◆ PASSAGE TO READ
▬▬▬▬▬▬▬▬▬▬
Is my experience common?
Aug 21, 2001
I found out 18 months ago that I'm poz. Am a 46 year old gay male.
My problem is that a number of important people in my life have distanced themselves from me since I told them of my status: both my brothers (my only immediate family), and some formerly close friends.
I think they distanced themselves in part for fear that I will become a burden to them. At present I am well and have good results from treatment.
But it has been very painful to be cut off from the support I'd hoped for when I told these people.
This is particularly so with my brothers, neither of whom seem capable of really talking about the issues in any open way. (Both are married with kids.) We haven't spoken for a year now.
Others are supportive but I find none know how to talk about being HIV positive, which is like living in limbo.
Is this due to HIV and its history or more due to feelings of inadequacy in talking about serious illness generally, do you think?
I've thought about joining a gay peer support group for positive men. Do they tend to work well, in your experience?
I've had some one-on-one counselling with a social worker but stopped that a while ago. It was very helpful, but I'm finding now that I need to talk again.
I certainly don't find I can talk to my friends about the thoughts I have. They just want to think positive and not discuss the concerns and experiences.
I also find now that I am ambivalent about the idea of telling people of my status. I've just had too many indifferent reactions to think it's a good idea. This is not good as I often feel I want to tell some people but don't for fear of their reaction. Then I find myself resenting them and myself for the situation.
I know that I've come to terms with my HIV status to a much greater degree than initially when I was panicked and shocked. I wonder if things will improve in time or does it always remain a preoccupation and source of ongoing uncertainty in one's life.
Thanks for any thoughts you have.
Response from Mr. Shernoff
I am really sorry to hear that the people who you thought you were closest to are unable to show up for you during this extremely challenging period in your life. Unfortunately you are not alone in having people either distance themselves or just not know how to ask about and talk about your feelings and concerns, as well as their own.
▬▬▬▬▬▬▬▬▬▬
◆ DATA SEGMENT
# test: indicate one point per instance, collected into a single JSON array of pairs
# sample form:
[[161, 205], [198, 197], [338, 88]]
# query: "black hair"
▬▬▬▬▬▬▬▬▬▬
◆ EXERCISE
From the text about living with HIV, quote every sentence in the writer's letter that ends with a question mark. Answer from the text alone.

◆ COMPLETED EXERCISE
- Is my experience common?
- Is this due to HIV and its history or more due to feelings of inadequacy in talking about serious illness generally, do you think?
- Do they tend to work well, in your experience?